| Your instructions |
Rewrite all of the records below, changing every "Detected" to "Found" and keeping everything else the same. Leave the pictures out of your version.

[Stored data]
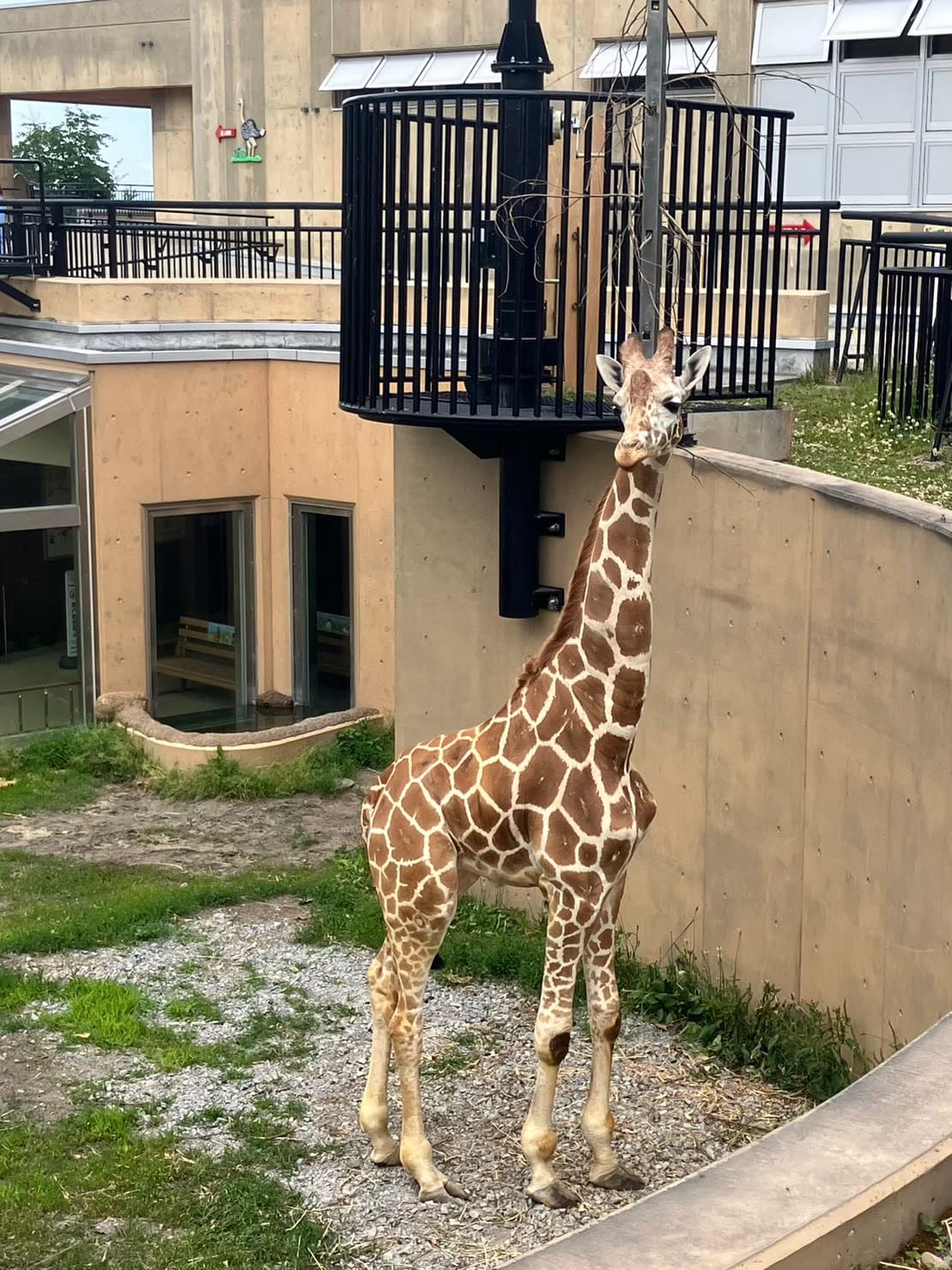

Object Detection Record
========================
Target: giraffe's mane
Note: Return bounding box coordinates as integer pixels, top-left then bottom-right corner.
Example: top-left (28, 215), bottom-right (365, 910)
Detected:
top-left (515, 479), bottom-right (615, 690)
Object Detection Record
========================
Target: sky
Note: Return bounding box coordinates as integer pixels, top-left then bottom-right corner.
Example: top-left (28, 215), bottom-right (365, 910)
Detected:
top-left (10, 101), bottom-right (152, 185)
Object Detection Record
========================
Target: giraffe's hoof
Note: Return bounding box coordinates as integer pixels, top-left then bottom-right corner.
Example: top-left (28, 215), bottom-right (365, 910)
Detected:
top-left (530, 1179), bottom-right (579, 1208)
top-left (420, 1177), bottom-right (470, 1204)
top-left (591, 1164), bottom-right (645, 1190)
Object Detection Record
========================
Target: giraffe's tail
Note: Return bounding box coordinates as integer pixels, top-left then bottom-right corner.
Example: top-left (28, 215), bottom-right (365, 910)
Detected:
top-left (361, 780), bottom-right (384, 847)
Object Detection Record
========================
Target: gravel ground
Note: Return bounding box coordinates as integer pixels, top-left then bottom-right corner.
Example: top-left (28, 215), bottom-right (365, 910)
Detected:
top-left (7, 901), bottom-right (804, 1270)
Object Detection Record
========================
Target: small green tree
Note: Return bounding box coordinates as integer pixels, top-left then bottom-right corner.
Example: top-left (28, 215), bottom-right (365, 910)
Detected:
top-left (13, 106), bottom-right (116, 198)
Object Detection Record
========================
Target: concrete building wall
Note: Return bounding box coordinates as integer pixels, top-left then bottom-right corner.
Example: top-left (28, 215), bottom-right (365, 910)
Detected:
top-left (0, 0), bottom-right (753, 202)
top-left (395, 428), bottom-right (952, 1052)
top-left (82, 360), bottom-right (393, 711)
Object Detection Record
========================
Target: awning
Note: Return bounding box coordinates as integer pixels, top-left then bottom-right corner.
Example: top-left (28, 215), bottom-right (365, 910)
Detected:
top-left (822, 0), bottom-right (919, 39)
top-left (750, 0), bottom-right (830, 66)
top-left (579, 35), bottom-right (717, 80)
top-left (909, 0), bottom-right (952, 35)
top-left (318, 47), bottom-right (500, 93)
top-left (0, 366), bottom-right (90, 457)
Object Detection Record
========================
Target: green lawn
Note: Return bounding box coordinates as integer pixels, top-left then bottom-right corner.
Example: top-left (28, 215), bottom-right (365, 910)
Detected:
top-left (777, 374), bottom-right (952, 508)
top-left (0, 723), bottom-right (393, 817)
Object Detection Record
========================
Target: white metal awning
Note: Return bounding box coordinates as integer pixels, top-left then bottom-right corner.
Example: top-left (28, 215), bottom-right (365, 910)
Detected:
top-left (822, 0), bottom-right (919, 39)
top-left (579, 35), bottom-right (717, 80)
top-left (0, 366), bottom-right (90, 457)
top-left (909, 0), bottom-right (952, 35)
top-left (750, 0), bottom-right (830, 66)
top-left (320, 48), bottom-right (500, 93)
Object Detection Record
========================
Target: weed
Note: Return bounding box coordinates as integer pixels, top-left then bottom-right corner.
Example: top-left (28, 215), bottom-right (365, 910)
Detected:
top-left (165, 989), bottom-right (222, 1024)
top-left (0, 721), bottom-right (393, 817)
top-left (778, 374), bottom-right (952, 508)
top-left (0, 1109), bottom-right (345, 1270)
top-left (421, 1032), bottom-right (490, 1076)
top-left (0, 726), bottom-right (148, 816)
top-left (0, 851), bottom-right (322, 952)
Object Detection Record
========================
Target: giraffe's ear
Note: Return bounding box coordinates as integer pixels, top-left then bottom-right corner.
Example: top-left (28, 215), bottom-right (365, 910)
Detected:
top-left (595, 353), bottom-right (625, 393)
top-left (678, 344), bottom-right (712, 396)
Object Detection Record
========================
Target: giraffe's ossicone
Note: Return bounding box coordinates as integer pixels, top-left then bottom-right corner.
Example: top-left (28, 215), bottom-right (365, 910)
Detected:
top-left (361, 331), bottom-right (711, 1208)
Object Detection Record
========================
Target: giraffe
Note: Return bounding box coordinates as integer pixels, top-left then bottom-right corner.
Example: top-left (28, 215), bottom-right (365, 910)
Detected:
top-left (359, 329), bottom-right (711, 1208)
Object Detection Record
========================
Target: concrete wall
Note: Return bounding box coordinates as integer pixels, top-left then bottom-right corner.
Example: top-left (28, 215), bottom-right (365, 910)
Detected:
top-left (0, 0), bottom-right (753, 202)
top-left (83, 360), bottom-right (393, 711)
top-left (395, 428), bottom-right (952, 1050)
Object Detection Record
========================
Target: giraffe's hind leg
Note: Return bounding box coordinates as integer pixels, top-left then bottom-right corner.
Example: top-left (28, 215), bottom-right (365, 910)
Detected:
top-left (581, 878), bottom-right (645, 1190)
top-left (368, 829), bottom-right (469, 1200)
top-left (361, 939), bottom-right (400, 1166)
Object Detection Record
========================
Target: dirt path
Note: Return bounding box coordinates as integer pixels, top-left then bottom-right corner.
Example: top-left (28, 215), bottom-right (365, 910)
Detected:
top-left (0, 788), bottom-right (363, 874)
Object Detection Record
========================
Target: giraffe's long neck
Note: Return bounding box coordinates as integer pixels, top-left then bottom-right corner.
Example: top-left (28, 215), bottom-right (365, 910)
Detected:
top-left (579, 456), bottom-right (669, 743)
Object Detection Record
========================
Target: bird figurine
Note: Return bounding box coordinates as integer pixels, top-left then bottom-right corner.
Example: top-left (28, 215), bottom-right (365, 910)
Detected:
top-left (239, 98), bottom-right (268, 159)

| Answer to this exercise |
Object Detection Record
========================
Target: giraffe's mane
Note: Return bounding box coordinates as integer pixels, top-left then bottom-right corner.
Example: top-left (28, 215), bottom-right (365, 910)
Found:
top-left (515, 479), bottom-right (615, 690)
Object Detection Record
========================
Target: sky
Note: Return bounding box coordinates as integer pixels, top-left then bottom-right corner.
Example: top-left (28, 215), bottom-right (365, 910)
Found:
top-left (10, 101), bottom-right (152, 185)
Object Detection Record
========================
Target: giraffe's hoof
Note: Return bounding box coordinates as integer pixels, top-left then bottom-right corner.
Example: top-left (28, 215), bottom-right (365, 910)
Found:
top-left (530, 1179), bottom-right (579, 1208)
top-left (420, 1177), bottom-right (470, 1204)
top-left (591, 1164), bottom-right (645, 1190)
Object Detection Record
========================
Target: giraffe's tail
Note: Return bounding box coordinates as integer pixels, top-left then bottom-right corner.
Example: top-left (28, 215), bottom-right (365, 910)
Found:
top-left (361, 780), bottom-right (384, 847)
Object Detection Record
========================
Target: gravel ground
Note: Return bounding box coordinates as integer pixels, top-left then bottom-right corner.
Example: top-left (28, 215), bottom-right (365, 910)
Found:
top-left (7, 901), bottom-right (804, 1270)
Object Detection Record
========================
Target: small green tree
Note: Return bounding box coordinates as integer pixels, top-left then bottom-right corner.
Example: top-left (28, 215), bottom-right (365, 910)
Found:
top-left (13, 106), bottom-right (116, 198)
Object Detection Record
========================
Target: concrete building wall
Note: Return bounding box coordinates as integer pixels, top-left then bottom-right corner.
Example: top-left (28, 215), bottom-right (365, 910)
Found:
top-left (0, 0), bottom-right (753, 202)
top-left (395, 428), bottom-right (952, 1052)
top-left (82, 360), bottom-right (393, 711)
Object Detection Record
========================
Target: awning
Note: Return bounding box coordinates as integer pixels, top-left then bottom-right corner.
Example: top-left (28, 215), bottom-right (365, 910)
Found:
top-left (822, 0), bottom-right (919, 39)
top-left (750, 0), bottom-right (830, 66)
top-left (579, 35), bottom-right (717, 80)
top-left (909, 0), bottom-right (952, 35)
top-left (318, 47), bottom-right (500, 93)
top-left (0, 366), bottom-right (90, 457)
Object Detection Record
========================
Target: green lawn
Note: Return bounding box coordinates as integer pixels, top-left then bottom-right corner.
Example: top-left (28, 215), bottom-right (365, 910)
Found:
top-left (777, 374), bottom-right (952, 508)
top-left (0, 723), bottom-right (393, 817)
Object Detection Record
========================
Target: white metal awning
Note: Return bounding box coordinates as integer pixels, top-left then bottom-right corner.
Example: top-left (28, 215), bottom-right (365, 910)
Found:
top-left (822, 0), bottom-right (919, 39)
top-left (579, 35), bottom-right (717, 80)
top-left (0, 366), bottom-right (90, 457)
top-left (909, 0), bottom-right (952, 35)
top-left (750, 0), bottom-right (830, 66)
top-left (320, 48), bottom-right (500, 93)
Object Detection Record
========================
Target: weed
Note: Return bounding box coordinates as integer pixels, top-left then bottom-right corner.
Example: top-left (28, 215), bottom-right (365, 910)
Found:
top-left (165, 989), bottom-right (222, 1024)
top-left (0, 721), bottom-right (393, 817)
top-left (778, 374), bottom-right (952, 508)
top-left (0, 1109), bottom-right (345, 1270)
top-left (421, 1032), bottom-right (490, 1076)
top-left (0, 726), bottom-right (148, 816)
top-left (0, 851), bottom-right (322, 952)
Object Detection Record
========================
Target: giraffe's ear
Note: Return bounding box coordinates as integer pixels, top-left then bottom-right corner.
Example: top-left (28, 215), bottom-right (365, 910)
Found:
top-left (595, 353), bottom-right (625, 393)
top-left (678, 344), bottom-right (712, 396)
Object Detection Record
========================
Target: giraffe's ossicone
Note: Return bounding box coordinates as integer pixels, top-left then bottom-right corner.
Example: top-left (28, 215), bottom-right (365, 910)
Found:
top-left (361, 331), bottom-right (711, 1208)
Object Detection Record
========================
Target: giraffe
Note: Return bounding box coordinates as integer pixels, top-left then bottom-right corner.
Example: top-left (28, 215), bottom-right (365, 910)
Found:
top-left (359, 329), bottom-right (711, 1208)
Object Detection Record
========================
Target: concrete wall
Note: Return bounding box coordinates as integer pixels, top-left then bottom-right corner.
Example: top-left (28, 215), bottom-right (365, 910)
Found:
top-left (0, 0), bottom-right (753, 202)
top-left (83, 360), bottom-right (393, 711)
top-left (395, 428), bottom-right (952, 1050)
Object Detection Record
========================
Target: giraffe's hind leg
Note: Return bounding box coordinates as integer pixels, top-left then bottom-right corner.
Example: top-left (28, 215), bottom-right (365, 910)
Found:
top-left (581, 878), bottom-right (645, 1190)
top-left (368, 829), bottom-right (469, 1200)
top-left (361, 939), bottom-right (400, 1166)
Object Detection Record
========================
Target: dirt path
Note: Return bounding box coordinates as integer pixels, top-left then bottom-right corner.
Example: top-left (28, 215), bottom-right (365, 910)
Found:
top-left (0, 788), bottom-right (363, 874)
Object Detection Record
========================
Target: giraffe's long neck
Note: Return bounding box coordinates as integer pixels, top-left then bottom-right corner.
Example: top-left (28, 215), bottom-right (365, 910)
Found:
top-left (579, 456), bottom-right (669, 743)
Object Detection Record
========================
Target: bird figurine
Note: Return bounding box coordinates as integer pixels, top-left then bottom-right corner.
Example: top-left (28, 215), bottom-right (365, 910)
Found:
top-left (239, 98), bottom-right (268, 159)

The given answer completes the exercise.